Give every line of the listing below as a JSON list of strings, one string per line, with blank lines omitted. Leave the pictures out of the answer.

________

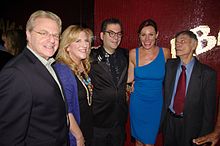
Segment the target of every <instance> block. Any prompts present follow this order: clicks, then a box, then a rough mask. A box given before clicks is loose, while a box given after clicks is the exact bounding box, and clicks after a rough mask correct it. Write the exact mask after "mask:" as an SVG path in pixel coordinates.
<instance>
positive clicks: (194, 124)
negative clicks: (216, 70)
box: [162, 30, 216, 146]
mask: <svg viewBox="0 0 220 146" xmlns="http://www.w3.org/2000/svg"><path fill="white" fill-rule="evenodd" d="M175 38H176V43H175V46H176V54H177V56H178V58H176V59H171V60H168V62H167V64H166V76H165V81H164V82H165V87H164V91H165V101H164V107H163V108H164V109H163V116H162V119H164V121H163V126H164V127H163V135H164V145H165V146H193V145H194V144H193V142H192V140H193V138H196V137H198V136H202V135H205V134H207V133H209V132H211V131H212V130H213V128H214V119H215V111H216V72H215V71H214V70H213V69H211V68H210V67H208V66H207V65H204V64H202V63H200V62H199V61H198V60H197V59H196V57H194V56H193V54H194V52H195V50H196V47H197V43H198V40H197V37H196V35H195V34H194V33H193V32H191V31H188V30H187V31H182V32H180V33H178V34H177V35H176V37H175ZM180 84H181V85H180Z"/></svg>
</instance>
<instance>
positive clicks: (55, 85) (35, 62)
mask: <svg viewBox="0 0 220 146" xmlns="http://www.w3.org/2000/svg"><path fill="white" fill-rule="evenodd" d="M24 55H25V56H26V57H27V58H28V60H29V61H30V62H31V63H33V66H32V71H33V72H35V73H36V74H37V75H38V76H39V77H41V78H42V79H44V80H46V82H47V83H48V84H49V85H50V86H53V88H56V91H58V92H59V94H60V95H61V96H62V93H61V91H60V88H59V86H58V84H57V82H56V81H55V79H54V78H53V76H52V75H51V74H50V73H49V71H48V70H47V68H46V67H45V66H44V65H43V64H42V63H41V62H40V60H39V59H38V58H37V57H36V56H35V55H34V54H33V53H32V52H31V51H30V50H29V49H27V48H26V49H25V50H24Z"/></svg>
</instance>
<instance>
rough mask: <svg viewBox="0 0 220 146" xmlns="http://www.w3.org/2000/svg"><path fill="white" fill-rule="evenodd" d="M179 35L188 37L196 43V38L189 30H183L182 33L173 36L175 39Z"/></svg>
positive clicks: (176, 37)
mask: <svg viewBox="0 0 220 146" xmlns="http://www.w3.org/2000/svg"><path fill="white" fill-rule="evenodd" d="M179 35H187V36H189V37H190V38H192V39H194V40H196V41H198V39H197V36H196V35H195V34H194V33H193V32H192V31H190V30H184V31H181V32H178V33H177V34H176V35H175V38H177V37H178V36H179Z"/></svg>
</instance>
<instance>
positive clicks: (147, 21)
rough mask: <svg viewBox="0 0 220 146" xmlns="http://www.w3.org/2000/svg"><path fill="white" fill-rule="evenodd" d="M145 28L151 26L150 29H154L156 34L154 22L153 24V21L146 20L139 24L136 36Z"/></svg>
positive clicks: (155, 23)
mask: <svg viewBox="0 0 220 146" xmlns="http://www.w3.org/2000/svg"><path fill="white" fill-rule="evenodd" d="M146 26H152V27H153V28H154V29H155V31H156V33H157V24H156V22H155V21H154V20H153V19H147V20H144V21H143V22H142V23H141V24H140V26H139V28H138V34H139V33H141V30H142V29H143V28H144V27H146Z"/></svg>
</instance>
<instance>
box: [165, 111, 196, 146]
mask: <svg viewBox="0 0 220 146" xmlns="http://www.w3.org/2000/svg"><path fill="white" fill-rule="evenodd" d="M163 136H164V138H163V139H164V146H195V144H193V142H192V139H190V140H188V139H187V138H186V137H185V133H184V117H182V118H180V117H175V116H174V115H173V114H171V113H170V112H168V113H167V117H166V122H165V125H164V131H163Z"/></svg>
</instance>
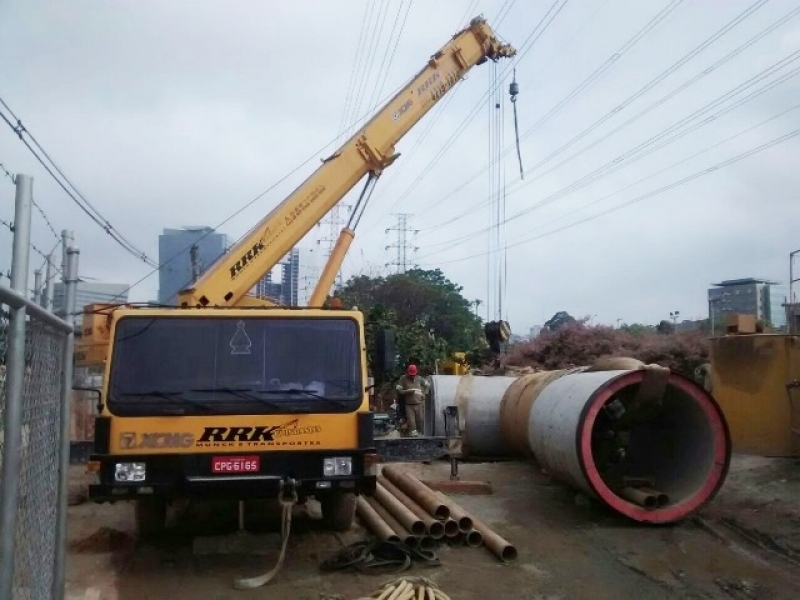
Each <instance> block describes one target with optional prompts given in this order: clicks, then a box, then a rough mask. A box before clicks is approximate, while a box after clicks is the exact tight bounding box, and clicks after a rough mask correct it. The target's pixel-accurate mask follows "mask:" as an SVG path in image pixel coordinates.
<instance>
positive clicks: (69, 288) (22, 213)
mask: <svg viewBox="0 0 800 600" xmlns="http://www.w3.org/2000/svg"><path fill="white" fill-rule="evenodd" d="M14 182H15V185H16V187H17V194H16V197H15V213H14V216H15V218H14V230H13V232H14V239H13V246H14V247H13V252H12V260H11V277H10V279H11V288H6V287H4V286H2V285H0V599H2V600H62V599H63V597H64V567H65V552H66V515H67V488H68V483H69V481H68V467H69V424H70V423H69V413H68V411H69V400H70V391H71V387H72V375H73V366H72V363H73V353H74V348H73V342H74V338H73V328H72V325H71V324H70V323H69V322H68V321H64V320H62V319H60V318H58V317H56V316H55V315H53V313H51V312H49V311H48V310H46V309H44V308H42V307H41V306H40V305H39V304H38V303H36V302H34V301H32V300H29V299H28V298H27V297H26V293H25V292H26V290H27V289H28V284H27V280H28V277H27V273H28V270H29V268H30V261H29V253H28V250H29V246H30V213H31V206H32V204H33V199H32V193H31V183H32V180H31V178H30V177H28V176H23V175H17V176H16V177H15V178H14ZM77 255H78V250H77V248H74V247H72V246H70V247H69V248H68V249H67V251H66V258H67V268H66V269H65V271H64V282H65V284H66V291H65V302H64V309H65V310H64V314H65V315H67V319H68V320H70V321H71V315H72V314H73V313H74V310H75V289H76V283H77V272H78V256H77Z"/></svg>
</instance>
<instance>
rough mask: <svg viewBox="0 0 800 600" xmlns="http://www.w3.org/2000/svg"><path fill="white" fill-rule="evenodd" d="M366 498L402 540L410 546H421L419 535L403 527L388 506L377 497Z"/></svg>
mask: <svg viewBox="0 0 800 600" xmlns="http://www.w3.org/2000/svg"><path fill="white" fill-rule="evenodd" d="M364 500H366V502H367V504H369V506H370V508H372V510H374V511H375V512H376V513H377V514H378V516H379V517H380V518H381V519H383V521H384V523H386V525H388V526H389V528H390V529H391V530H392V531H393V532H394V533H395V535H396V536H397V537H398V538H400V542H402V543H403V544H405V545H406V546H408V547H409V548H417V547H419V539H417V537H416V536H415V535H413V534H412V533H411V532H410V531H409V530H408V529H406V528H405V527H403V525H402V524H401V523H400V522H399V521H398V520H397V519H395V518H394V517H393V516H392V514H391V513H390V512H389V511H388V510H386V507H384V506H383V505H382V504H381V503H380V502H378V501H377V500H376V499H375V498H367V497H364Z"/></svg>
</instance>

________

> Your response
[
  "Segment the target of every <instance> block. Any prompts present follow this order: clicks, then a box, then a rough mask. A box given before clicks is loose, while a box given after clicks is the exact bounding box, and clicks after a rough mask correct it. Write the exact mask after \"mask:\" as an SVG path in pixel coordinates.",
  "<instance>",
  "positive clicks: (194, 124)",
  "negative clicks: (216, 70)",
  "box: [162, 30, 216, 146]",
  "mask: <svg viewBox=\"0 0 220 146\" xmlns=\"http://www.w3.org/2000/svg\"><path fill=\"white\" fill-rule=\"evenodd\" d=\"M175 38H176V43H175V46H176V54H177V56H178V58H176V59H171V60H168V62H167V64H166V76H165V81H164V82H165V87H164V91H165V101H164V107H163V108H164V109H163V116H162V119H164V121H163V126H164V127H163V135H164V145H165V146H193V145H194V144H193V142H192V140H193V138H196V137H198V136H202V135H205V134H207V133H209V132H211V131H212V130H213V128H214V119H215V111H216V72H215V71H214V70H213V69H211V68H210V67H208V66H207V65H204V64H202V63H200V62H199V61H198V60H197V59H196V57H194V56H193V54H194V52H195V50H196V47H197V43H198V40H197V37H196V35H195V34H194V33H193V32H191V31H188V30H187V31H182V32H180V33H178V34H177V35H176V37H175ZM180 84H181V85H180Z\"/></svg>",
  "</instance>",
  "<instance>",
  "positive clicks: (55, 85) (35, 62)",
  "mask: <svg viewBox=\"0 0 220 146\" xmlns=\"http://www.w3.org/2000/svg\"><path fill=\"white\" fill-rule=\"evenodd\" d=\"M24 55H25V56H26V57H27V58H28V60H29V61H30V62H31V63H33V66H32V71H33V72H35V73H36V74H37V75H38V76H39V77H41V78H42V79H44V80H46V82H47V83H48V84H49V85H50V86H53V88H56V91H58V92H59V94H60V95H61V96H62V93H61V91H60V88H59V86H58V84H57V82H56V81H55V79H54V78H53V76H52V75H51V74H50V73H49V71H48V70H47V68H46V67H45V66H44V65H43V64H42V63H41V62H40V60H39V59H38V58H37V57H36V56H35V55H34V54H33V53H32V52H31V51H30V50H29V49H27V48H26V49H25V50H24Z\"/></svg>",
  "</instance>",
  "<instance>",
  "rough mask: <svg viewBox=\"0 0 220 146\" xmlns=\"http://www.w3.org/2000/svg\"><path fill=\"white\" fill-rule=\"evenodd\" d=\"M179 35L188 37L196 43V38L189 30H183L182 33L173 36L175 39Z\"/></svg>",
  "positive clicks: (176, 37)",
  "mask: <svg viewBox=\"0 0 220 146\" xmlns=\"http://www.w3.org/2000/svg\"><path fill=\"white\" fill-rule=\"evenodd\" d=\"M179 35H187V36H189V37H190V38H192V39H194V40H196V41H198V39H197V36H196V35H195V34H194V33H193V32H192V31H190V30H184V31H181V32H178V33H177V34H176V35H175V38H177V37H178V36H179Z\"/></svg>",
  "</instance>",
  "<instance>",
  "positive clicks: (147, 21)",
  "rough mask: <svg viewBox=\"0 0 220 146\" xmlns=\"http://www.w3.org/2000/svg\"><path fill=\"white\" fill-rule=\"evenodd\" d=\"M145 28L151 26L150 29H154L156 34L154 22L153 24V21L146 20L139 24L136 36Z\"/></svg>",
  "positive clicks: (155, 23)",
  "mask: <svg viewBox=\"0 0 220 146\" xmlns=\"http://www.w3.org/2000/svg\"><path fill=\"white\" fill-rule=\"evenodd\" d=\"M146 26H152V27H153V28H154V29H155V31H156V33H157V24H156V22H155V21H154V20H153V19H147V20H144V21H143V22H142V23H141V24H140V26H139V28H138V34H139V33H141V30H142V29H143V28H144V27H146Z\"/></svg>",
  "</instance>",
  "<instance>",
  "box: [165, 111, 196, 146]",
  "mask: <svg viewBox=\"0 0 220 146\" xmlns=\"http://www.w3.org/2000/svg\"><path fill=\"white\" fill-rule=\"evenodd\" d=\"M163 136H164V138H163V139H164V146H195V144H193V142H192V139H190V140H188V139H187V138H186V137H185V133H184V117H182V118H180V117H175V116H174V115H173V114H171V113H170V112H168V113H167V117H166V122H165V125H164V131H163Z\"/></svg>",
  "</instance>",
  "Each <instance> block describes one target with optional prompts given in this order: clicks, then a box, then a rough mask. A box before clicks is approximate, while a box after clicks is the exact tight bounding box, and clicks after a rough mask correct it. The target's pixel-accurate mask follows \"mask:\" as an SVG path in image pixel coordinates.",
  "<instance>",
  "positive clicks: (69, 288) (22, 213)",
  "mask: <svg viewBox=\"0 0 800 600\" xmlns=\"http://www.w3.org/2000/svg\"><path fill=\"white\" fill-rule=\"evenodd\" d=\"M14 182H15V185H16V187H17V194H16V197H15V213H14V216H15V218H14V230H13V232H14V239H13V246H14V247H13V252H12V260H11V277H10V279H11V288H6V287H4V286H2V285H0V599H2V600H62V599H63V597H64V567H65V552H66V515H67V488H68V483H69V481H68V467H69V424H70V423H69V413H68V411H69V400H70V391H71V387H72V375H73V366H72V363H73V353H74V348H73V342H74V338H73V328H72V325H71V324H70V323H69V322H68V321H64V320H62V319H60V318H58V317H56V316H55V315H53V313H51V312H49V311H48V310H46V309H44V308H42V307H41V306H40V305H39V304H38V303H36V302H34V301H32V300H29V299H28V298H27V297H26V293H25V292H26V290H27V289H28V284H27V280H28V277H27V273H28V270H29V268H30V261H29V253H28V250H29V246H30V213H31V206H32V204H33V199H32V193H31V183H32V180H31V178H30V177H28V176H23V175H17V176H16V177H15V178H14ZM77 255H78V250H77V248H74V247H72V246H70V247H69V248H68V249H67V251H66V258H67V268H66V269H65V271H64V282H65V284H66V291H65V302H64V309H65V310H64V314H65V315H67V319H68V320H70V321H71V315H72V314H73V313H74V310H75V289H76V283H77V272H78V256H77Z\"/></svg>",
  "</instance>",
  "<instance>",
  "rough mask: <svg viewBox=\"0 0 800 600\" xmlns=\"http://www.w3.org/2000/svg\"><path fill=\"white\" fill-rule=\"evenodd\" d=\"M366 498L402 540L410 546H421L419 535L403 527L388 506L377 497Z\"/></svg>",
  "mask: <svg viewBox=\"0 0 800 600\" xmlns=\"http://www.w3.org/2000/svg\"><path fill=\"white\" fill-rule=\"evenodd\" d=\"M364 500H366V502H367V504H369V506H370V508H372V510H374V511H375V512H376V513H377V514H378V516H379V517H380V518H381V519H383V521H384V523H386V525H388V526H389V528H390V529H391V530H392V531H393V532H394V533H395V535H396V536H397V537H398V538H400V542H402V543H403V544H405V545H406V546H408V547H409V548H417V547H419V539H417V537H416V536H415V535H413V534H412V533H411V532H410V531H409V530H408V529H406V528H405V527H403V525H402V524H401V523H400V522H399V521H398V520H397V519H395V518H394V517H393V516H392V514H391V513H390V512H389V511H388V510H386V507H384V506H383V505H382V504H381V503H380V502H378V501H377V500H376V499H375V498H367V497H364Z\"/></svg>",
  "</instance>"
]